Reproduce the passage of the mailing-list thread starting with "Thanks, Para-dox ([EMAIL" and going on through "improper SCSI termination.", substituting "cabling" for every occurrence of "termination".

* BEGIN TEXT TO READ *

2001-01-28 Thread paradox3

Here is the output from dmesg. How do I tell if it is improperly terminated?

Thanks, Para-dox ([EMAIL PROTECTED])




- Original Message -
From: "Michael Brown" <[EMAIL PROTECTED]>
To: <[EMAIL PROTECTED]>
Sent: Sunday, January 28, 2001 11:12 PM
Subject: Re: Poor SCSI drive performance on SMP machine, 2.2.16


> Your problem appears to be improper SCSI termination.
>
> You need to either
>   1) make sure your SCSI drive has termination enabled
> or
>   2) move your SCSI drive to the middle connector and put a terminator on
> the last connector
>
> Check your syslog and post to l-k the part where it detects your drives.
> I'll bet the adapter is throttling back quite dramatically in the presence
> of improper termination.
>
> --
> Michael Brown
>
> _
> Get your FREE download of MSN Explorer at http://explorer.msn.com
>
>


(scsi0)  found at PCI 0/12/0
(scsi0) Wide Channel, SCSI ID=7, 32/255 SCBs
(scsi0) Downloading sequencer code... 392 instructions downloaded
scsi0 : Adaptec AHA274x/284x/294x (EISA/VLB/PCI-Fast SCSI) 5.1.31/3.2.4
   
scsi : 1 host.
(scsi0:0:0:0) Synchronous at 40.0 Mbyte/sec, offset 15.
  Vendor: IBM   Model: DGHS09U   Rev: 0350
  Type:   Direct-Access  ANSI SCSI revision: 03
Detected scsi disk sda at scsi0, channel 0, id 0, lun 0
scsi : detected 1 SCSI disk total.
SCSI device sda: hdwr sector= 512 bytes. Sectors= 17916240 [8748 MB] [8.7 GB]
Partition check:
 sda: sda1 sda2 sda3



Re: Poor SCSI drive performance on SMP machine, 2.2.16

2001-01-28 Thread paradox3

> It sounds to me like you have a SCSI bus problem. Have you checked
> termination? Cable quality? Cable lengths?

* END TEXT TO READ *
* BEGIN EXTRACTED RECORDS *

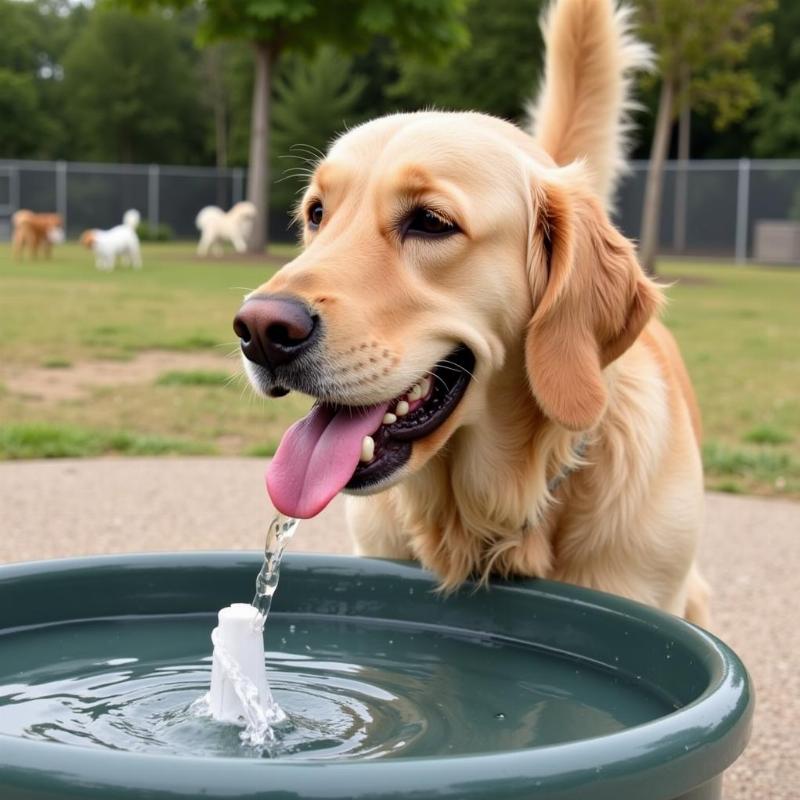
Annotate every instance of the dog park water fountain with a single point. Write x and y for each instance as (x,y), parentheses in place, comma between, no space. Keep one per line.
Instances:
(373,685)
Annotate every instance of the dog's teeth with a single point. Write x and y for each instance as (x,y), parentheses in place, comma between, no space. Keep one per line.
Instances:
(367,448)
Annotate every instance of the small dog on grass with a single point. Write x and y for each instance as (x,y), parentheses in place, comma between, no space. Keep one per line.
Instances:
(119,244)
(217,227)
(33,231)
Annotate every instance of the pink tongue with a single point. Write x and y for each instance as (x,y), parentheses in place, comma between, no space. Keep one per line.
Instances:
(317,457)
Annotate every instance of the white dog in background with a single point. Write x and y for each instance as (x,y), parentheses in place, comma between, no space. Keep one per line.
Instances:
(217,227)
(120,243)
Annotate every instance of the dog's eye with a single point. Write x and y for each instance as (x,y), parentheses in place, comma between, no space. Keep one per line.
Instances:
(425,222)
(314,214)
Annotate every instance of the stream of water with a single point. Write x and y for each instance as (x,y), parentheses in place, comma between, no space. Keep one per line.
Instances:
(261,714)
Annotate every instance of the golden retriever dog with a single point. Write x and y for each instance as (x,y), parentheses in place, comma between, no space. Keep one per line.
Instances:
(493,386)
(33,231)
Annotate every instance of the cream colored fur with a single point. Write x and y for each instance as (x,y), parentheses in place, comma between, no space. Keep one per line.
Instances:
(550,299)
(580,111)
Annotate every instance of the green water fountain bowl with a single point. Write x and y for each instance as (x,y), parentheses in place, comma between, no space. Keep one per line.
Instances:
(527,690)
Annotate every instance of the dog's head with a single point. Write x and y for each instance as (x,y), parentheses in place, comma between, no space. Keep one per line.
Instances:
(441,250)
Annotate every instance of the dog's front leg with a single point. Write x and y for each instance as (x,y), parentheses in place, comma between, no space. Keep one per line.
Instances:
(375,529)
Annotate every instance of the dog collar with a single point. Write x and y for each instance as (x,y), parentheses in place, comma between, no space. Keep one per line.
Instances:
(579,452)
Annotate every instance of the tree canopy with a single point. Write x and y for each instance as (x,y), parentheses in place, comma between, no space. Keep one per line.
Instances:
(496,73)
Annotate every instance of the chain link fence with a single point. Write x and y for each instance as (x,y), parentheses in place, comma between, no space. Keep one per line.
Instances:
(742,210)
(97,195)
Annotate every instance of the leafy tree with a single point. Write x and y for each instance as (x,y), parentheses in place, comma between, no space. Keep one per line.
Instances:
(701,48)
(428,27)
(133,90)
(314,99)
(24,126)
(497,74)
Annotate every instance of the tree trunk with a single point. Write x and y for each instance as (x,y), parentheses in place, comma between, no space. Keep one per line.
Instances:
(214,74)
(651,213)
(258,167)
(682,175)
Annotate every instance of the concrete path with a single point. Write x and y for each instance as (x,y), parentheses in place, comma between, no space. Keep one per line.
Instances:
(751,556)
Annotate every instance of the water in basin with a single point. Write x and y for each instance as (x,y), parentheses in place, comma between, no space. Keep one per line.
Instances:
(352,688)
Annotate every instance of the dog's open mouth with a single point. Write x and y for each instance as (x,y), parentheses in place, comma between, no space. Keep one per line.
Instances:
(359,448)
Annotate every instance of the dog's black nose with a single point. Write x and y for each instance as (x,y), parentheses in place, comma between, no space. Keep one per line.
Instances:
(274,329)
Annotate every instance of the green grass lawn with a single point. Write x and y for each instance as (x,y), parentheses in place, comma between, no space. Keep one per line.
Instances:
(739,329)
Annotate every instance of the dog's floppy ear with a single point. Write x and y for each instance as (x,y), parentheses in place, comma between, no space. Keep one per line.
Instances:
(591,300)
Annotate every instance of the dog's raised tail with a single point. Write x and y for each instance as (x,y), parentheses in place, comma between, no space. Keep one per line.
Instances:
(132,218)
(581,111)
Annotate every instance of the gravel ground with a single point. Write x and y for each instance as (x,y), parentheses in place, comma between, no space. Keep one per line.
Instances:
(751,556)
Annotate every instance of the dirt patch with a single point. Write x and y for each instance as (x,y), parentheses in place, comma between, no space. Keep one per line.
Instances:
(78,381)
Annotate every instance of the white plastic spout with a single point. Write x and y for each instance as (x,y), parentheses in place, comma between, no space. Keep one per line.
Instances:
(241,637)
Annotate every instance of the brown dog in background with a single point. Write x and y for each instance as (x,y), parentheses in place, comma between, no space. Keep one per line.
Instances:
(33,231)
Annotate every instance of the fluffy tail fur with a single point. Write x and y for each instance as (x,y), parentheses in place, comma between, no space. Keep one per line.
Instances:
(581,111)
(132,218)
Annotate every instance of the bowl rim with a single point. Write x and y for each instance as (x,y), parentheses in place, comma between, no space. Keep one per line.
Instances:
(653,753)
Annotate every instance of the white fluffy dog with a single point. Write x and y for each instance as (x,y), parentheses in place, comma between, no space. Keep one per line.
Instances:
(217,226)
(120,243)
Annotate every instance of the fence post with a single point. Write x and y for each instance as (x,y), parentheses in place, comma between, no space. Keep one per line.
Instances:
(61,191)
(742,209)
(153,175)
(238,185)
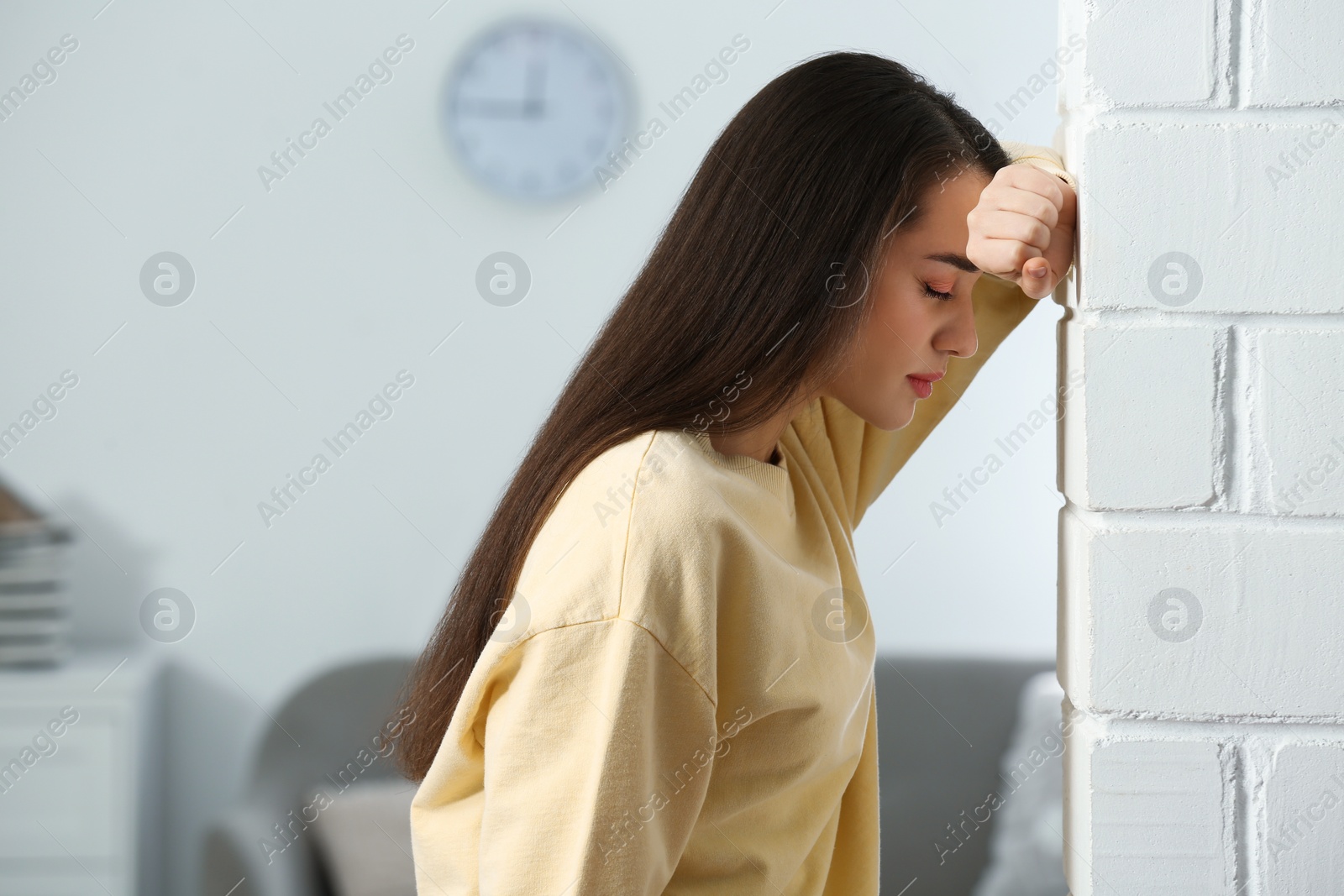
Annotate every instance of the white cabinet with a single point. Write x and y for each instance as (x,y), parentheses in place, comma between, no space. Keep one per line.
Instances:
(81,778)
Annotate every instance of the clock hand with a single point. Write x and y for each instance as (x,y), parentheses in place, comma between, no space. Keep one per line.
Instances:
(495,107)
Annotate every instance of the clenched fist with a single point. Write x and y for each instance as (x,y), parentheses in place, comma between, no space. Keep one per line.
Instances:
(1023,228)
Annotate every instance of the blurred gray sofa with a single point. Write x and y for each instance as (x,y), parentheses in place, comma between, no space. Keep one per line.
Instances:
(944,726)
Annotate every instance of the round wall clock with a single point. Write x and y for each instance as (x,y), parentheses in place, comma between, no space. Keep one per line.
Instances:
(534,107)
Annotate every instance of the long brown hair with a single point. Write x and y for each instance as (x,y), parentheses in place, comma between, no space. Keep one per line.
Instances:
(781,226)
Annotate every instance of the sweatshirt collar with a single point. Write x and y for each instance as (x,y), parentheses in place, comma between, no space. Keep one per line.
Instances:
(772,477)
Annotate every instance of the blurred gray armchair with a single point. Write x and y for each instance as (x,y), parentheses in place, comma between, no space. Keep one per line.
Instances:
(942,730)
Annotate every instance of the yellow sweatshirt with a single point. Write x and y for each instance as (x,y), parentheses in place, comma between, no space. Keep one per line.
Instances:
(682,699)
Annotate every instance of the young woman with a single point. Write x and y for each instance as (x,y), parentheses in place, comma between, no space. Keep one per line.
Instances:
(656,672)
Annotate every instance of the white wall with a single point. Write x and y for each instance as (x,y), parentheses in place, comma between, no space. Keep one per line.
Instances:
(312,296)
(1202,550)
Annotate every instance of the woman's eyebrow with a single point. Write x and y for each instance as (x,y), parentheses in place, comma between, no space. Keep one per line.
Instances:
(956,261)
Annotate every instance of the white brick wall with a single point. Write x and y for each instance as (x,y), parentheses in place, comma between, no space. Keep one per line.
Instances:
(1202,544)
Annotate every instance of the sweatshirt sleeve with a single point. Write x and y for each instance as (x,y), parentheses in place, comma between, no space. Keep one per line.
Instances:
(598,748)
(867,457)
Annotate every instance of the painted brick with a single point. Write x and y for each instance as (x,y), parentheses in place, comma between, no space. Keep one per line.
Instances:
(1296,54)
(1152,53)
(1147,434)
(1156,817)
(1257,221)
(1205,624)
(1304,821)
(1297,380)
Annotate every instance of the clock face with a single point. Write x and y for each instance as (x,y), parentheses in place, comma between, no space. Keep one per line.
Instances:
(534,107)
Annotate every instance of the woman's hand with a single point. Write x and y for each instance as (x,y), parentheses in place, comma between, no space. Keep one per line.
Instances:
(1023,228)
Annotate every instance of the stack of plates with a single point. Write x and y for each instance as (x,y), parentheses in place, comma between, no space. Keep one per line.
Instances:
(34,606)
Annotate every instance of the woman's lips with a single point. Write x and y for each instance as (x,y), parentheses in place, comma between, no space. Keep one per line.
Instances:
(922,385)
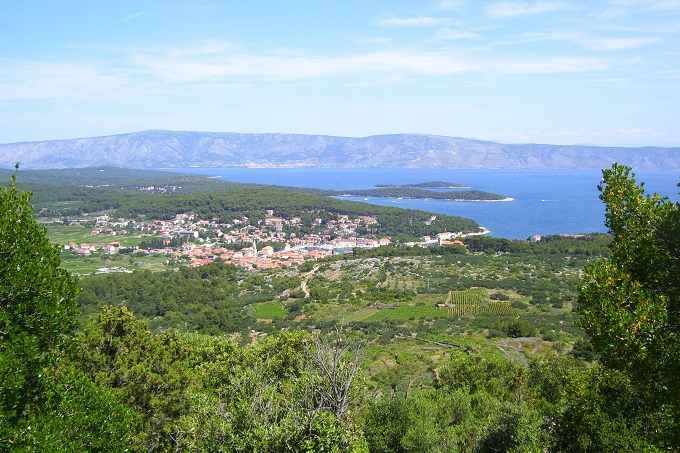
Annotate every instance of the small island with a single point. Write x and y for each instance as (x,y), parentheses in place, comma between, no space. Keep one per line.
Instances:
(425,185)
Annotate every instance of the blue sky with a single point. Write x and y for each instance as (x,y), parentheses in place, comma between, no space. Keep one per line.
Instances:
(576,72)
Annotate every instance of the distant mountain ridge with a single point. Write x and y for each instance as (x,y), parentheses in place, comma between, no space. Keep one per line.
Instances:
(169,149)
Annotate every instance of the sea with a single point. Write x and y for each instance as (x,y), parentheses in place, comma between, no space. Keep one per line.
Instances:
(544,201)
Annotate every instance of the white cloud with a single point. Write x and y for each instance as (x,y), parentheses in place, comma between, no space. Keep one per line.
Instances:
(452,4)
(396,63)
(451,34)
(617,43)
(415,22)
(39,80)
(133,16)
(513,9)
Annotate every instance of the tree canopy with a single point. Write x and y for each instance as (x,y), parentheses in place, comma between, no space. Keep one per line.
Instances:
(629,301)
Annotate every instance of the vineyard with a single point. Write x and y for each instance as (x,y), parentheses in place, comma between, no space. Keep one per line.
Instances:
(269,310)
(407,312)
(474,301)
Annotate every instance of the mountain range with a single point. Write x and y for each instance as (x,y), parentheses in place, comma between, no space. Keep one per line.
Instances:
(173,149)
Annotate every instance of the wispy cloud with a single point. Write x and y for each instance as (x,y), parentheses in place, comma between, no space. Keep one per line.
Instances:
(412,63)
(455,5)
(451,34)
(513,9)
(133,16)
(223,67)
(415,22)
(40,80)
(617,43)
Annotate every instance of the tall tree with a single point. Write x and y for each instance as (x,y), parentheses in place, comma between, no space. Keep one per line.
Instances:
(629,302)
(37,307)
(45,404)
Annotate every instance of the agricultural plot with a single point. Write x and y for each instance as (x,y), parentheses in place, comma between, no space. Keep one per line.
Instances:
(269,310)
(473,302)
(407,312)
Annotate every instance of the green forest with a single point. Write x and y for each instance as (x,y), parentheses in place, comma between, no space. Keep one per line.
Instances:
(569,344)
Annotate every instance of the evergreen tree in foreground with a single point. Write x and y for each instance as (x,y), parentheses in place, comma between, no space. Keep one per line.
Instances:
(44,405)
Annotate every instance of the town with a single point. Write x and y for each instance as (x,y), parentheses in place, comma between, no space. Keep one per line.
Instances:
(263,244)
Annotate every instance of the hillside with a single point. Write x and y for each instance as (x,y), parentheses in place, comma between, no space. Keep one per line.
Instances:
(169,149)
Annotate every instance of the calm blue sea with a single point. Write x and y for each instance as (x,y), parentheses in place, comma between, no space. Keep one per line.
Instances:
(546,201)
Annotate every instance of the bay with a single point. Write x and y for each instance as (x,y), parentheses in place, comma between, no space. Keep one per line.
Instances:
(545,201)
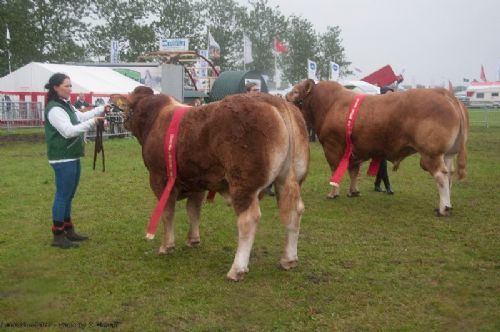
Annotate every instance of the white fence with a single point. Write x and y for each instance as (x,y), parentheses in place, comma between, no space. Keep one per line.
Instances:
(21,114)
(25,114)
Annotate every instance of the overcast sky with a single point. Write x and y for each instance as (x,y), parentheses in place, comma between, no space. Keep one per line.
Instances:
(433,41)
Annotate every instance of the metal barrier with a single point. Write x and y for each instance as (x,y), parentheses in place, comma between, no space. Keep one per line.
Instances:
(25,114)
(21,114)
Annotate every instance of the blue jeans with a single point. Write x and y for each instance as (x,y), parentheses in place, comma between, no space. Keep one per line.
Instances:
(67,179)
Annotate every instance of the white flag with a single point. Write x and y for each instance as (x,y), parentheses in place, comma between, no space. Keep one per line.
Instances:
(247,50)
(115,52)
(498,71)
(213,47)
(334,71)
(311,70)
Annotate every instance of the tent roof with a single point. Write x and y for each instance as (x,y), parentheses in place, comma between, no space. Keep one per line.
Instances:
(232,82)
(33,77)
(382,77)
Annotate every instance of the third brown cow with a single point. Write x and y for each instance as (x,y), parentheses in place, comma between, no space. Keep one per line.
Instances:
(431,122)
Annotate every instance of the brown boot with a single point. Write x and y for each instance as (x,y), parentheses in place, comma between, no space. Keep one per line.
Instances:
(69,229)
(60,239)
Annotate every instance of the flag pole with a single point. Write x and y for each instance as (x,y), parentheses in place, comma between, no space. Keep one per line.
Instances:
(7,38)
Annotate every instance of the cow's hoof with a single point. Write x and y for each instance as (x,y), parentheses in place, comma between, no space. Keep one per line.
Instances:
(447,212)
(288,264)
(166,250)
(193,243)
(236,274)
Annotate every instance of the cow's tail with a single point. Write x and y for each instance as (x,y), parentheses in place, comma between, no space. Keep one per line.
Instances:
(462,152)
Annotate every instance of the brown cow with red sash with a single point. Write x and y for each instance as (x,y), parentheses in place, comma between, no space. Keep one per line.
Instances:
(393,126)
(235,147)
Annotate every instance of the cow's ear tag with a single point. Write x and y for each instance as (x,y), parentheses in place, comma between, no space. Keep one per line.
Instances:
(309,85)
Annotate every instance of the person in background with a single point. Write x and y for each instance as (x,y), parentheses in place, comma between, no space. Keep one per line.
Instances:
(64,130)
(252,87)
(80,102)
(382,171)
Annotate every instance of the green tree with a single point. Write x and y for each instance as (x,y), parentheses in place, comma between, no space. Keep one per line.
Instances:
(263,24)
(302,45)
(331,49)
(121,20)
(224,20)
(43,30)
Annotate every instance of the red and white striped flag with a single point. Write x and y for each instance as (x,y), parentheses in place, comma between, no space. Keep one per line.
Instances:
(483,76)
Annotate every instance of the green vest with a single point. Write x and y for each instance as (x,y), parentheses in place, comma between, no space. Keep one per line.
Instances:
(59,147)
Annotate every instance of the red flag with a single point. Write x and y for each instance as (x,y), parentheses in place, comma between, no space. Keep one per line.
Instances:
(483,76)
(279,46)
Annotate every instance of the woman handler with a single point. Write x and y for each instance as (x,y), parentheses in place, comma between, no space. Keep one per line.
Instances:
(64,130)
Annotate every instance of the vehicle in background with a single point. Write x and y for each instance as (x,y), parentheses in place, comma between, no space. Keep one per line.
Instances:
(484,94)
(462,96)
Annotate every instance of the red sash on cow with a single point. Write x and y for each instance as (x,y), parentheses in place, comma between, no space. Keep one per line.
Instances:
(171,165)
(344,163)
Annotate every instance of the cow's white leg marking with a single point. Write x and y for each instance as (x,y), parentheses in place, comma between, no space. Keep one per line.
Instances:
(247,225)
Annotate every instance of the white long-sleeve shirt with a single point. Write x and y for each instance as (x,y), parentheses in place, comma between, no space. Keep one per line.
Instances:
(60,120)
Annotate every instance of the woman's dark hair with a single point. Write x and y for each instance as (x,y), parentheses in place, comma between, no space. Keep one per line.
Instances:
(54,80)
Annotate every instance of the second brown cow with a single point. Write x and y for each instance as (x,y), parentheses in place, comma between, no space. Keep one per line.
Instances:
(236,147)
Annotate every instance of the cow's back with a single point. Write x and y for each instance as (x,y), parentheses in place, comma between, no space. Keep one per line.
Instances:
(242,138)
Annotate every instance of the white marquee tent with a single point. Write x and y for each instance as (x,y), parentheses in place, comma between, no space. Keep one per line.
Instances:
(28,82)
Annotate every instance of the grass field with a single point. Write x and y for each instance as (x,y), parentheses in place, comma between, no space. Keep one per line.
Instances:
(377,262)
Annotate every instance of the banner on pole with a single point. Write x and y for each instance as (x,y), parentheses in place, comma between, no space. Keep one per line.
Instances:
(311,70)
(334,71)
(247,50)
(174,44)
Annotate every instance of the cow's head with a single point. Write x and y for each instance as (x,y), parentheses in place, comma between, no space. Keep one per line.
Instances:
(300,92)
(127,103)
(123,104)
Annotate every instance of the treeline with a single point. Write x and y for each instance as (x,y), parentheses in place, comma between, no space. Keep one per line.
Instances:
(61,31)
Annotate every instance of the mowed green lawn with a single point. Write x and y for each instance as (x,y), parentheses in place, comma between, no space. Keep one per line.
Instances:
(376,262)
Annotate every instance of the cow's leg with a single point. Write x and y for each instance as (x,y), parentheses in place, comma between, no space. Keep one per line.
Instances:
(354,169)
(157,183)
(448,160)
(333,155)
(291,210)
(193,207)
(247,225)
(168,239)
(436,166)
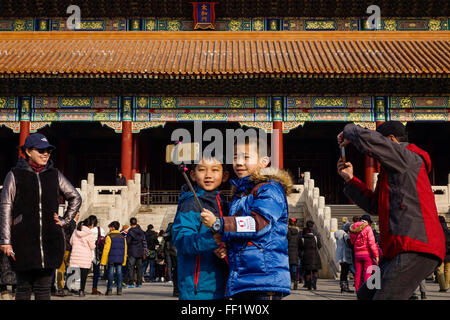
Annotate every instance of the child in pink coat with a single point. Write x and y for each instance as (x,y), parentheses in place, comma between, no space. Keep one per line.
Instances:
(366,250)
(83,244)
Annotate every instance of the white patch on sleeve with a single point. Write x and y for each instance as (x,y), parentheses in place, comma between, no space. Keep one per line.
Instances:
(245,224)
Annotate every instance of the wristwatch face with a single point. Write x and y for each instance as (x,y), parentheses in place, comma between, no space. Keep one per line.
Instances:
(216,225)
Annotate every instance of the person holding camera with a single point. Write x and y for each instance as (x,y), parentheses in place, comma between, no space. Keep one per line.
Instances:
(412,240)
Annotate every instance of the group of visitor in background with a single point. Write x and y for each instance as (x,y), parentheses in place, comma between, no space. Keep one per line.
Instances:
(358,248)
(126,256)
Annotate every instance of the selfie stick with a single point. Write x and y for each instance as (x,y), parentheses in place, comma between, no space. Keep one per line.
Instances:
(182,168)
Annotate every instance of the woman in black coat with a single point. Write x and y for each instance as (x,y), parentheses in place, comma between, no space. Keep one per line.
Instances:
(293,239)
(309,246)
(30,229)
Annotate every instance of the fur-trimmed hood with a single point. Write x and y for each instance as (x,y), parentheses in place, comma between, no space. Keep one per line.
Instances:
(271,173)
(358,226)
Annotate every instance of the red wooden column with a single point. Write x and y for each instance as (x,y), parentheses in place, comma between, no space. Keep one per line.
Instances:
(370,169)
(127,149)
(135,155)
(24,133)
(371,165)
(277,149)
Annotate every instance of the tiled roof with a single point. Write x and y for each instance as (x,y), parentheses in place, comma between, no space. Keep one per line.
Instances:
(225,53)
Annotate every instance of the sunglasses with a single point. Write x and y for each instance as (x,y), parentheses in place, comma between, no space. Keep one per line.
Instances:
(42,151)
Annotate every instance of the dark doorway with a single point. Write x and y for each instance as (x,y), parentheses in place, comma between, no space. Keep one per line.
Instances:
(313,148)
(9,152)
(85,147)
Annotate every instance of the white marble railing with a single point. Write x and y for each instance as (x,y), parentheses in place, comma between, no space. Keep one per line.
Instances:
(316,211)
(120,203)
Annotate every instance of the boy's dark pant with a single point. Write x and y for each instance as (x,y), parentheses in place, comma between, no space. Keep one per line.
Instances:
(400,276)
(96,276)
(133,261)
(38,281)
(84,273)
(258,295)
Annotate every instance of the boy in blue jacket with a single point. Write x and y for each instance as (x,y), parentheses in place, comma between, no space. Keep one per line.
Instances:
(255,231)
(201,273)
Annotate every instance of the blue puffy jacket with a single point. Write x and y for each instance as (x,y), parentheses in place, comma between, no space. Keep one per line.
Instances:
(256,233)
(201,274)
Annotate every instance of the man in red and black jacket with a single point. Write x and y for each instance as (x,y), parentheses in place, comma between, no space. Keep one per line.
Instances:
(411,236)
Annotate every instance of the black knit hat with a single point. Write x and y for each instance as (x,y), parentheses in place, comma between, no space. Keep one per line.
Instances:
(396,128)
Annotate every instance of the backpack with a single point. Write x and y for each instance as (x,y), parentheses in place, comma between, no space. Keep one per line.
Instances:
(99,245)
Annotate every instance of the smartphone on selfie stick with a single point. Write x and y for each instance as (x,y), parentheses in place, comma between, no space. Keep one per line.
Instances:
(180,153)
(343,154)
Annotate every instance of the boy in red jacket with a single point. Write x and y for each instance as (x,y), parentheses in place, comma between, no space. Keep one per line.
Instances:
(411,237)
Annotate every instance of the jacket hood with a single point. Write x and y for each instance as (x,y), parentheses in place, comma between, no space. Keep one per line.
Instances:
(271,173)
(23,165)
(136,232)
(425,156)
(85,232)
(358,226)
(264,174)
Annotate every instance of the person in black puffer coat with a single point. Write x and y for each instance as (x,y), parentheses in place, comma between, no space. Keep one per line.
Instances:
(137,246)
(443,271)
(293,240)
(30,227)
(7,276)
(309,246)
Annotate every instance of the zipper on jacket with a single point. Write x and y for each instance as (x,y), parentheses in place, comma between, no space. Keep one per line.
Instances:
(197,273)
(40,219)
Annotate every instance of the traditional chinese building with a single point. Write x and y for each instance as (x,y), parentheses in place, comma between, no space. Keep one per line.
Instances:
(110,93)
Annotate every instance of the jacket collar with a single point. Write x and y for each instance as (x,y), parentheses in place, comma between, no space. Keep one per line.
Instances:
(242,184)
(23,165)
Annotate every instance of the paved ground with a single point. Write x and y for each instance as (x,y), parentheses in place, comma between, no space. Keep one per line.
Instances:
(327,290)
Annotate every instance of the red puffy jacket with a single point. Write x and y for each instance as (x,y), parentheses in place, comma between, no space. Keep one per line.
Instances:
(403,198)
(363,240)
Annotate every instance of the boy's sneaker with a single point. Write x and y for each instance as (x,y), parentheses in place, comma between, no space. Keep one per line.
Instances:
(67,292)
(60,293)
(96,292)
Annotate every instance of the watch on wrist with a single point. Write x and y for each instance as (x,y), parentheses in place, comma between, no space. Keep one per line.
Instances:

* END EXTRACTED RECORDS *

- [ANSWER]
Thanks, Para-dox ([EMAIL PROTECTED])




- Original Message -
From: "Michael Brown" <[EMAIL PROTECTED]>
To: <[EMAIL PROTECTED]>
Sent: Sunday, January 28, 2001 11:12 PM
Subject: Re: Poor SCSI drive performance on SMP machine, 2.2.16


> Your problem appears to be improper SCSI cabling.